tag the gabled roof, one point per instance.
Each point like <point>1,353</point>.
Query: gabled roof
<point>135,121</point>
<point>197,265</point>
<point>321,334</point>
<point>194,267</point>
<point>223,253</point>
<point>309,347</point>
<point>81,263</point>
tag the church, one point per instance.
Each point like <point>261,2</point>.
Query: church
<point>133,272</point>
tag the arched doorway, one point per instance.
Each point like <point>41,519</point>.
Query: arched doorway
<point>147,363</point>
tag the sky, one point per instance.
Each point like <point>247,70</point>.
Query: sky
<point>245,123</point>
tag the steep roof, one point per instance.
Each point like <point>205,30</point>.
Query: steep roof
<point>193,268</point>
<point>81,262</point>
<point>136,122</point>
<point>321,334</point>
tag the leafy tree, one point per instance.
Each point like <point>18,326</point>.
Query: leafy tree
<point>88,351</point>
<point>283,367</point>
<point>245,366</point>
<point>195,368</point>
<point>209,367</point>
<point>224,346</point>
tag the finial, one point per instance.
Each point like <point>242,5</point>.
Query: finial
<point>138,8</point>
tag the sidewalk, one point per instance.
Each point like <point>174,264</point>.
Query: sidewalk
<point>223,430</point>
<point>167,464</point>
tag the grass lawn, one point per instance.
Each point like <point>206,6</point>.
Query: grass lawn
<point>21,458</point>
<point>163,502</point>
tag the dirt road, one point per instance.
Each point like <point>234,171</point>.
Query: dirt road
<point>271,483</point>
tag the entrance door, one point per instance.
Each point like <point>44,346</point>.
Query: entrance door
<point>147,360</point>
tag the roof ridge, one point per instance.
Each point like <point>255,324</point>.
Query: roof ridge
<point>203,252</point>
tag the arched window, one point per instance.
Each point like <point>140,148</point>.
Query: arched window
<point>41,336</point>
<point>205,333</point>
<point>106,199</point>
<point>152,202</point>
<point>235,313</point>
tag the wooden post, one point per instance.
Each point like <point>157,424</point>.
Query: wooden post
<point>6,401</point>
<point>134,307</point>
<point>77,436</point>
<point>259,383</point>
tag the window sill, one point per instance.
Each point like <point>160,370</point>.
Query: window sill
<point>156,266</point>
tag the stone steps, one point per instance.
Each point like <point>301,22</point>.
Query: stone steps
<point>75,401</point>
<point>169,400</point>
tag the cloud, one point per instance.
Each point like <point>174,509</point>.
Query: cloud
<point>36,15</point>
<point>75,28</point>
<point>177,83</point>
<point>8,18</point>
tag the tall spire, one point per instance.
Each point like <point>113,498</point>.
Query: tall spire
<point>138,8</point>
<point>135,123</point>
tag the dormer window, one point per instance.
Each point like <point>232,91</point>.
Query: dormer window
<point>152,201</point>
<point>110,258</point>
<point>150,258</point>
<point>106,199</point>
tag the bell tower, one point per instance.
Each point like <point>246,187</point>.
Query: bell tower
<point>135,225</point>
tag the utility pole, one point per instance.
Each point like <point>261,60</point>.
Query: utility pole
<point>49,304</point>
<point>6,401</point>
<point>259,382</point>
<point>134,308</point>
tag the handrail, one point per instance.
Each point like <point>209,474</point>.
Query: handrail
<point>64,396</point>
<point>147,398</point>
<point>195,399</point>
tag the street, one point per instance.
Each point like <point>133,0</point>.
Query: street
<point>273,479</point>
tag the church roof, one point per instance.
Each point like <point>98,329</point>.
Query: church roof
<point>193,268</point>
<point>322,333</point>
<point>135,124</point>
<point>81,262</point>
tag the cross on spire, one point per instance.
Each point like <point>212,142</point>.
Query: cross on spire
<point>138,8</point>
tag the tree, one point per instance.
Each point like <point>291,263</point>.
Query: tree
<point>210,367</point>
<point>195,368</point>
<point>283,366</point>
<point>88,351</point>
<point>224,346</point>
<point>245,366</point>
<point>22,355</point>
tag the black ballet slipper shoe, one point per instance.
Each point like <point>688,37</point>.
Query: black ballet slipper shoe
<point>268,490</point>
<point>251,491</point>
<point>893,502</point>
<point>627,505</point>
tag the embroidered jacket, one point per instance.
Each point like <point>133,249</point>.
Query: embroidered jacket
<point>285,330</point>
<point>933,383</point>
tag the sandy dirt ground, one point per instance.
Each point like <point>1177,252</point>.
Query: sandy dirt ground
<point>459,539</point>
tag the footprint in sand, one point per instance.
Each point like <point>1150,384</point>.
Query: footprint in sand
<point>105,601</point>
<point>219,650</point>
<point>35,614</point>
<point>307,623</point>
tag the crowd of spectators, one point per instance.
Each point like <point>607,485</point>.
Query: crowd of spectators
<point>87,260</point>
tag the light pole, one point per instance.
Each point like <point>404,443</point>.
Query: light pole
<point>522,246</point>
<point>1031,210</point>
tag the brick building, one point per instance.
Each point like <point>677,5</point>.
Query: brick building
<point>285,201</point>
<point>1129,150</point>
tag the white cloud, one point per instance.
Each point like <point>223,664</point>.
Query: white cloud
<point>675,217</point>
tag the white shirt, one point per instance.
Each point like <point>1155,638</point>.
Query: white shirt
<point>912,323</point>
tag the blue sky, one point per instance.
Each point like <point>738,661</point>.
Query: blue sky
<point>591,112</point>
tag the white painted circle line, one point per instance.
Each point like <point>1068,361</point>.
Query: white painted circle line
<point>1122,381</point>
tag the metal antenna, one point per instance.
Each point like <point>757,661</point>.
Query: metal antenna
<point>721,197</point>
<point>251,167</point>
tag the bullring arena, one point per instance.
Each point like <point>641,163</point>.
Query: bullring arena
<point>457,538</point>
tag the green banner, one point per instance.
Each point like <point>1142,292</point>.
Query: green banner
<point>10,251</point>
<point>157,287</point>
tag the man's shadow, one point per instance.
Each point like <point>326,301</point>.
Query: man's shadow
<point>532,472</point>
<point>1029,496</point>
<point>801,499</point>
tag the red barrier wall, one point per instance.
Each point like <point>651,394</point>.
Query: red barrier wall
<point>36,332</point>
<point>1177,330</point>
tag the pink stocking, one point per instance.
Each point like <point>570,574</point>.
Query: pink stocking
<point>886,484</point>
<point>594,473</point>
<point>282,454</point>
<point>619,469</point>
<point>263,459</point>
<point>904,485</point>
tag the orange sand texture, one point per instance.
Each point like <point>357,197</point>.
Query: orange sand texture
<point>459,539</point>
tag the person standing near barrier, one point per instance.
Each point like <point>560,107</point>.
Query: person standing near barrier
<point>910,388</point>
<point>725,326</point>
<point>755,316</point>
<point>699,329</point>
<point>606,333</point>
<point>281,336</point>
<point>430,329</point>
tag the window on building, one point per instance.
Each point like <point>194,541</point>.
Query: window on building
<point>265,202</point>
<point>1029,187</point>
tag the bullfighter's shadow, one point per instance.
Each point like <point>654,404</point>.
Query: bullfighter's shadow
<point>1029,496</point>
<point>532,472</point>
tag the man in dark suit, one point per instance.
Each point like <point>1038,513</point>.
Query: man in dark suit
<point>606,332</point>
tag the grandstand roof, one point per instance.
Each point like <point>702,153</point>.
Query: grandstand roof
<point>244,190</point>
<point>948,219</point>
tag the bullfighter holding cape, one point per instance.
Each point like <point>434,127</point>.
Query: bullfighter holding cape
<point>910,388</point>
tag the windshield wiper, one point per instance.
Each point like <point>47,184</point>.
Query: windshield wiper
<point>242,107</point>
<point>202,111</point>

PROBLEM DETAILS:
The whole listing is to be transcribed exactly.

PROBLEM SOLUTION:
tag the gabled roof, one point per instance.
Each point like <point>1,353</point>.
Query: gabled roof
<point>135,121</point>
<point>197,265</point>
<point>321,334</point>
<point>194,267</point>
<point>223,253</point>
<point>309,347</point>
<point>81,263</point>
tag the church, one point per instance.
Each point like <point>261,2</point>.
Query: church
<point>133,272</point>
tag the arched doorway, one point per instance.
Each point like <point>41,519</point>.
Query: arched doorway
<point>147,363</point>
tag the sky, one point per instance.
Each point like <point>247,70</point>.
Query: sky
<point>245,123</point>
tag the steep roof, one point per instance.
Each point like <point>205,30</point>.
Query: steep roof
<point>193,268</point>
<point>81,262</point>
<point>136,122</point>
<point>321,334</point>
tag the leafy tree, one point per instance.
Each point like <point>18,326</point>.
Query: leafy tree
<point>88,351</point>
<point>283,367</point>
<point>245,366</point>
<point>195,368</point>
<point>209,367</point>
<point>224,346</point>
tag the finial, one point per instance.
Each point like <point>242,5</point>.
Query: finial
<point>138,8</point>
tag the sidewalk, one point per instance.
Each point like <point>174,264</point>.
Query: sidewalk
<point>223,430</point>
<point>167,464</point>
tag the grass lawn, one point per instance.
Each point like <point>206,6</point>.
Query: grass lawn
<point>21,458</point>
<point>163,502</point>
tag the dirt road, one point per instance.
Each point like <point>234,171</point>.
Query: dirt road
<point>271,483</point>
tag the entrance door, one point per instance.
Each point like <point>44,346</point>.
Query: entrance door
<point>147,360</point>
tag the roof ridge, one point per instance.
Each point like <point>255,324</point>.
Query: roof ridge
<point>203,252</point>
tag the arched window, one point per instance.
Each point like <point>140,148</point>.
Query: arched window
<point>41,336</point>
<point>205,333</point>
<point>106,199</point>
<point>152,202</point>
<point>235,313</point>
tag the wooden post, one point per instance.
Each point like <point>157,424</point>.
Query: wooden post
<point>6,401</point>
<point>134,307</point>
<point>77,436</point>
<point>259,383</point>
tag the window sill, one point per instance.
Each point like <point>160,370</point>.
Query: window sill
<point>156,266</point>
tag the stone steps, one point per instance.
Each point like <point>301,22</point>.
Query: stone steps
<point>75,401</point>
<point>169,400</point>
tag the cloud, one point per instance.
Each point like <point>174,509</point>.
Query: cloud
<point>36,15</point>
<point>75,28</point>
<point>177,83</point>
<point>8,18</point>
tag the tall spire, one point per instance.
Each point like <point>113,498</point>.
Query: tall spire
<point>138,8</point>
<point>135,123</point>
tag the dormer window, one point per instance.
Each point like <point>232,91</point>.
Query: dormer window
<point>152,201</point>
<point>110,258</point>
<point>150,258</point>
<point>106,199</point>
tag the bell tower, one point per instance.
Each point like <point>246,187</point>.
Query: bell tower
<point>135,225</point>
tag the utility pole, one point per instance.
Each point like <point>261,60</point>.
Query: utility pole
<point>49,304</point>
<point>6,401</point>
<point>259,382</point>
<point>134,308</point>
tag the handrail, one point per instance.
Each point like <point>209,474</point>.
Query: handrail
<point>64,396</point>
<point>147,398</point>
<point>195,399</point>
tag the street, one point per instance.
Each point like <point>133,0</point>.
Query: street
<point>273,479</point>
tag the church roof, one point per instance.
Each point like <point>98,329</point>.
Query: church roof
<point>193,268</point>
<point>322,333</point>
<point>135,124</point>
<point>81,262</point>
tag the cross on spire, one point per instance.
Each point like <point>212,142</point>.
Query: cross on spire
<point>138,8</point>
tag the tree, one point per instance.
Each point like <point>291,263</point>.
Query: tree
<point>210,367</point>
<point>195,368</point>
<point>283,366</point>
<point>88,351</point>
<point>224,346</point>
<point>245,366</point>
<point>22,355</point>
tag the black ballet slipper shoe, one point per instance.
Each point like <point>688,37</point>.
Query: black ballet slipper shoe
<point>268,490</point>
<point>251,491</point>
<point>893,502</point>
<point>627,505</point>
tag the embroidered jacket, one point per instance.
Each point like <point>133,249</point>.
Query: embroidered jacket
<point>285,330</point>
<point>933,383</point>
tag the sandy dirt ground, one point per instance.
Each point like <point>1177,252</point>.
Query: sandy dirt ground
<point>459,539</point>
tag the footprint in sand, one point per instance.
Each point like <point>1150,384</point>.
Query: footprint in sand
<point>105,601</point>
<point>219,650</point>
<point>35,614</point>
<point>307,623</point>
tag the crowd of spectators, one point per instance.
Each point like <point>607,485</point>.
Query: crowd of spectators
<point>87,260</point>
tag the light pole, one point per instance.
Each point like <point>404,443</point>.
Query: light pole
<point>522,246</point>
<point>1031,210</point>
tag the brick building, one point per instance.
Each point like <point>677,5</point>.
Query: brick building
<point>285,201</point>
<point>1129,150</point>
tag the white cloud, one point per instance.
Each point like <point>223,664</point>.
Query: white cloud
<point>675,217</point>
tag the white shirt, one point per instance.
Each point like <point>1155,638</point>.
Query: white shirt
<point>912,323</point>
tag the blue sky, one point per instance.
Each point like <point>738,661</point>.
Query: blue sky
<point>591,112</point>
tag the white painted circle line, one point per instance.
Each point like <point>1068,361</point>.
Query: white painted circle line
<point>1122,381</point>
tag the metal antenna, one point per instance.
Each point like <point>757,661</point>.
Query: metal antenna
<point>721,197</point>
<point>251,167</point>
tag the bullring arena, one point per instance.
Each point like <point>641,163</point>.
Query: bullring arena
<point>457,538</point>
tag the green banner, one point per instance.
Each point like <point>1142,292</point>.
Query: green banner
<point>10,251</point>
<point>157,287</point>
tag the man's shadow, one point per instance.
Each point like <point>326,301</point>.
Query: man's shadow
<point>532,472</point>
<point>1029,496</point>
<point>801,499</point>
tag the red barrier wall, one point per instance.
Each point like <point>651,394</point>.
Query: red barrier wall
<point>36,332</point>
<point>1177,330</point>
tag the pink stocking, one point per instance.
Each point like <point>570,574</point>.
Query: pink stocking
<point>886,484</point>
<point>594,473</point>
<point>282,454</point>
<point>619,469</point>
<point>263,459</point>
<point>904,485</point>
tag the orange sand texture, one point per instance.
Each point like <point>357,197</point>.
Query: orange sand texture
<point>459,539</point>
tag the person standing near barrier, one point per instance.
Each point like <point>560,107</point>.
Query: person standing near barrier
<point>910,388</point>
<point>725,326</point>
<point>755,316</point>
<point>699,329</point>
<point>606,333</point>
<point>281,336</point>
<point>430,329</point>
tag the window on building, one point per instance.
Each point like <point>194,541</point>.
Query: window on building
<point>265,202</point>
<point>1029,187</point>
tag the bullfighter's shadow, one point per instance.
Each point like <point>654,404</point>.
Query: bullfighter's shadow
<point>1029,496</point>
<point>532,472</point>
tag the man in dark suit, one point per instance.
Each point like <point>1038,513</point>.
Query: man in dark suit
<point>606,332</point>
tag the grandstand roof, one point per instance.
Each point like <point>702,153</point>.
Query: grandstand roof
<point>244,190</point>
<point>948,219</point>
tag the bullfighter holding cape, one point per instance.
Each point like <point>434,127</point>.
Query: bullfighter holding cape
<point>910,388</point>
tag the windshield wiper, one point per instance.
Each point like <point>47,184</point>.
Query: windshield wiper
<point>242,107</point>
<point>202,111</point>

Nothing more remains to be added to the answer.